Stored items from a collection
--------------------------------

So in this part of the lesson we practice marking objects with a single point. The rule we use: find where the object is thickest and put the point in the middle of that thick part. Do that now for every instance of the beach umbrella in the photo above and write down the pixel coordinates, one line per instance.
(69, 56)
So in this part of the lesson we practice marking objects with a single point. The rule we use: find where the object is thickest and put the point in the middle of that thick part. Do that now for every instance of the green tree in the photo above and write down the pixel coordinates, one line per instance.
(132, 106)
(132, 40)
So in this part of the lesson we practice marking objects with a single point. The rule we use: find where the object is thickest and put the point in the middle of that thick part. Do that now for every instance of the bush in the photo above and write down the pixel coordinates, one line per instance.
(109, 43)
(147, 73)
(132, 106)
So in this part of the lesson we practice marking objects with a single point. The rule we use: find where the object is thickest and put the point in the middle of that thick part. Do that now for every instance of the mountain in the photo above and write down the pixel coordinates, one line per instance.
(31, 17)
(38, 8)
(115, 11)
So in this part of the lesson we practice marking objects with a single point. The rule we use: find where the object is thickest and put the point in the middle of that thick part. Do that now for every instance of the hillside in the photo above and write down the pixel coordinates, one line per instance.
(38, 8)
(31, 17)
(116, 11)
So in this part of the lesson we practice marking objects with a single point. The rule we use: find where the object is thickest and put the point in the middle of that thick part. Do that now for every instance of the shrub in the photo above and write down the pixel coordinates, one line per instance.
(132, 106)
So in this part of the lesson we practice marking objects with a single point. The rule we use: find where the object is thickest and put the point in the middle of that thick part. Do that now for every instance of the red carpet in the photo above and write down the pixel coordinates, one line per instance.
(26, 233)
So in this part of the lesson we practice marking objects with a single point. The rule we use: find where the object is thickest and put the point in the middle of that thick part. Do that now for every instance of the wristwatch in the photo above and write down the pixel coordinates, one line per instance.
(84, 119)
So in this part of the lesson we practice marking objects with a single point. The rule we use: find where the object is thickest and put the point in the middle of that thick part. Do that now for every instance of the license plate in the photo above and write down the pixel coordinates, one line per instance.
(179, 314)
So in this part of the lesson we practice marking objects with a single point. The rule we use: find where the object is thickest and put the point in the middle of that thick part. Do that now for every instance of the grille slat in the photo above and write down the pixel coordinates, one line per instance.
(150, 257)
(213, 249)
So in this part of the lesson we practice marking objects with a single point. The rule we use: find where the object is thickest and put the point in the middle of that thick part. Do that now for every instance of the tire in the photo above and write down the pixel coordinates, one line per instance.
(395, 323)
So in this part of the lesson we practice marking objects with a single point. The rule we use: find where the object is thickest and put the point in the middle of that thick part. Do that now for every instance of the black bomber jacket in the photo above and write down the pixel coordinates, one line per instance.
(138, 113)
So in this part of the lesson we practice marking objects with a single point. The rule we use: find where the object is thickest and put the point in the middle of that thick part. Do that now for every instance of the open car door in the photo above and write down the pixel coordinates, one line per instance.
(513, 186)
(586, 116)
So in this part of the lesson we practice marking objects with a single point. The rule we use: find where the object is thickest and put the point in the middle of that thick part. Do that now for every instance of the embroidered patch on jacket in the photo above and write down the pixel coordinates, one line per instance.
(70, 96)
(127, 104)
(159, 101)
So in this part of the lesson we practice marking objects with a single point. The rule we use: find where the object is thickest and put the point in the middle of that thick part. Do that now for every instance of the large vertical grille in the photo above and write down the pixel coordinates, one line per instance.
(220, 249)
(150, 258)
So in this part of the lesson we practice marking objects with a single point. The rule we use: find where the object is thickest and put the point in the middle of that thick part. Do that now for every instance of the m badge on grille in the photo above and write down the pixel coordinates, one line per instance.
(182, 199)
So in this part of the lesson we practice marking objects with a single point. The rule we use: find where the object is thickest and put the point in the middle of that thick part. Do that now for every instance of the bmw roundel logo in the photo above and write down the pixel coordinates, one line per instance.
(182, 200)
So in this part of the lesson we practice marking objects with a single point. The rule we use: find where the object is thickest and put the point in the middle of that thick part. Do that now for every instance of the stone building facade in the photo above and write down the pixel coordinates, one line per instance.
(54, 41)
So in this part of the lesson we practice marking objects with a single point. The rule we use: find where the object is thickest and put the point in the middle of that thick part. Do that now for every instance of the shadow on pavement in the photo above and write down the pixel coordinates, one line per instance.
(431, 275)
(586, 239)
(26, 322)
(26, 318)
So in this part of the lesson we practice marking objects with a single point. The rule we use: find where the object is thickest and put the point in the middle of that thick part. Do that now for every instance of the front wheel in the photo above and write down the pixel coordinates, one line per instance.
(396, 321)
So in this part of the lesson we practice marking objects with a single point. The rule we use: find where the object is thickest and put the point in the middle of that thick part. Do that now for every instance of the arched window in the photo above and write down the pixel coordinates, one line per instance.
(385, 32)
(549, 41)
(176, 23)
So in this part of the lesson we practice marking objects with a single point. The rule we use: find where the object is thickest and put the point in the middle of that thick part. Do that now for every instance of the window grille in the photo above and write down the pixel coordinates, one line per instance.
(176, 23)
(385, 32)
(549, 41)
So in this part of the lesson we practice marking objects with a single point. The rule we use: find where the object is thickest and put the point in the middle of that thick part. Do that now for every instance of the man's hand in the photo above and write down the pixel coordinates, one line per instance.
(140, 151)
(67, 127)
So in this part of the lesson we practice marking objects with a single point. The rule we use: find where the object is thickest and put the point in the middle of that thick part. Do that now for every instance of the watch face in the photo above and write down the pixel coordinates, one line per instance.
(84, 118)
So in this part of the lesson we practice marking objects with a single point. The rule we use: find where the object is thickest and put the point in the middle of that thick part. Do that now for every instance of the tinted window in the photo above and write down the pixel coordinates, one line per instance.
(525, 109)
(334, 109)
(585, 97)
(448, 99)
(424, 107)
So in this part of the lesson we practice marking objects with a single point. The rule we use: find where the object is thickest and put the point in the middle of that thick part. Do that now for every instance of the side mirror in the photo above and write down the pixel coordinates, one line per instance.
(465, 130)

--------------------------------

● **Work to be completed**
Transcribe each line of the data exactly, skipping none.

● **The answer**
So in this part of the lesson we practice marking objects with a single point. The rule we use: find where the object is thickest and put the point in the middle of that thick part. Do that now for every instance of the beach umbrella in the photo above and write down the pixel coordinates, one line per instance.
(69, 56)
So in this part of the lesson we practice marking objects with a single point. The rule we use: find where the object is thickest and put the point in the middle of that thick part. Do that now for every instance of the green tree in the photo above and write down the pixel coordinates, one line per instance.
(132, 106)
(132, 40)
So in this part of the lesson we practice marking objects with a single point. The rule we use: find where the object is thickest and put the point in the middle of that thick part. Do that now for every instance of the bush in the photo above and write down the pixel coordinates, one line per instance.
(109, 43)
(147, 73)
(132, 106)
So in this part of the lesson we practice marking objects with a single point. The rule we use: find where the object is thickest and put the point in the middle of that thick part. Do that now for every instance of the mountain in the photo above and write down the pixel coordinates, one line per instance.
(31, 17)
(38, 8)
(115, 11)
So in this part of the lesson we practice marking objects with a single point. The rule we use: find where the object is thickest and put the point in the middle of that thick part. Do that now for every instance of the hillside in the photo above and write down the pixel coordinates, one line per instance.
(38, 8)
(31, 17)
(116, 11)
So in this part of the lesson we practice marking objects with a single point. The rule we use: find where the object is thickest and put the point in the middle of that thick part. Do that now for every instance of the shrub in the photo above and write down the pixel coordinates, one line per instance.
(132, 106)
So in this part of the lesson we practice marking objects with a single point. The rule we use: find where the object is thickest and put the point in the middle of that thick part. Do that now for every instance of the red carpet in the photo above and write down the pixel coordinates, one line per instance.
(26, 233)
So in this part of the lesson we practice marking objects with a single point. The rule we use: find where the object is thickest and put the point in the middle of that thick part. Do that now for every instance of the wristwatch in the photo above and write down the pixel coordinates, one line per instance.
(84, 119)
So in this part of the lesson we practice marking objects with a single point. The rule we use: find where the object is thickest and put the point in the middle of that thick part. Do that now for every instance of the license plate in the photo above and write down the pixel coordinates, one line per instance.
(179, 314)
So in this part of the lesson we practice marking objects with a single point. The rule we use: find where the object is thickest and put the point in the middle of that thick part. Do that now for every instance of the grille slat in the photo above and write down the pixel coordinates, one line per instance.
(150, 257)
(213, 249)
So in this part of the lesson we practice marking objects with a single point. The rule we use: find where the object is thickest and put the point in the middle of that thick part. Do that now for every instance of the tire in the photo above and write down the pixel coordinates, one line per instance.
(395, 323)
So in this part of the lesson we practice marking objects with a single point. The rule we use: find where the object is thickest and put the point in the middle of that thick part. Do that now for every instance of the black bomber jacket in the photo above and write down the pixel coordinates, one line per instance.
(138, 113)
So in this part of the lesson we practice marking objects with a single point. The rule we use: find where the object is thickest and put the point in the middle of that thick part. Do that now for every instance of the open car door in the photo above and write down the pixel coordinates, one line per instance.
(513, 186)
(586, 116)
So in this part of the lesson we practice marking objects with a single point. The rule we use: find where the object is thickest and put the point in the middle of that thick part. Do that now for every instance of the embroidered patch on jacket in the photo above and write down the pixel coordinates, one line per instance.
(70, 96)
(127, 104)
(159, 101)
So in this part of the lesson we practice marking objects with a single point. The rule we use: find where the object is thickest and put the point in the middle of that thick part. Do that now for every instance of the large vertical grille in the photo above and write down the pixel coordinates, one line per instance.
(220, 249)
(150, 258)
So in this part of the lesson we practice marking objects with a single point. The rule we use: find where the object is thickest and put the point in the middle of that thick part. Do that now for every instance of the m badge on grille in the photo above and write down the pixel coordinates, one line per instance.
(182, 199)
So in this part of the lesson we practice marking objects with a single point. The rule we use: find where the object is thickest and put the point in the middle of that thick part. Do that now for every instance of the bmw roundel logo in the photo above and write down the pixel coordinates, one line per instance.
(182, 200)
So in this part of the lesson we practice marking objects with a single point. The rule we use: find where the object is thickest and put the point in the middle of that thick part. Do that now for every instance of the stone building facade in the photo above and write down the pixel coordinates, one line per instance.
(54, 41)
So in this part of the lesson we practice marking objects with a single point. The rule we use: find where the object is thickest and put the point in the middle of that thick part. Do that now for every instance of the shadow on pavement in the photo above and write down the pixel coordinates, one line per instance.
(431, 275)
(586, 239)
(26, 322)
(26, 318)
So in this part of the lesson we practice marking objects with a single point. The rule we use: find where the object is thickest and put the point in the middle of that thick part. Do that now for every instance of the front wheel in the photo above and write down the pixel coordinates, one line per instance.
(396, 321)
So in this part of the lesson we practice marking objects with a single point. The rule we use: find where the object is thickest and put the point in the middle of that thick part. Do that now for every instance of the arched window in the photo above and write down the pixel coordinates, one line per instance.
(385, 32)
(549, 41)
(176, 23)
So in this part of the lesson we practice marking objects with a single point. The rule we use: find where the object is thickest and put the point in the middle of that thick part. Do that now for every instance of the window grille in the photo above and write down the pixel coordinates, one line per instance.
(176, 23)
(385, 32)
(549, 41)
So in this part of the lesson we practice marking objects with a single point. The rule we use: find where the object is thickest and put the point in the middle of that thick part. Do that now for every instance of the man's hand in the photo above and write down the pixel coordinates, one line per instance.
(140, 151)
(67, 127)
So in this part of the lesson we practice marking objects with a single point. The rule we use: find where the object is thickest and put the point in the middle of that thick part. Do that now for every instance of the watch face in the photo above and write down the pixel coordinates, one line per instance.
(84, 118)
So in this part of the lesson we practice marking objects with a single point. The rule we use: find where the object is thickest and put the point in the middle of that thick part. Do that now for every instance of the tinted window in the photo above and write down the pixel coordinates, one line per instance.
(525, 109)
(334, 109)
(585, 97)
(448, 99)
(424, 107)
So in this part of the lesson we practice marking objects with a single point. The rule we use: find where the object is thickest and put the point in the middle of that thick part. Do that now for every instance of the side mirror in the photo above and write down the pixel coordinates, one line per instance.
(465, 130)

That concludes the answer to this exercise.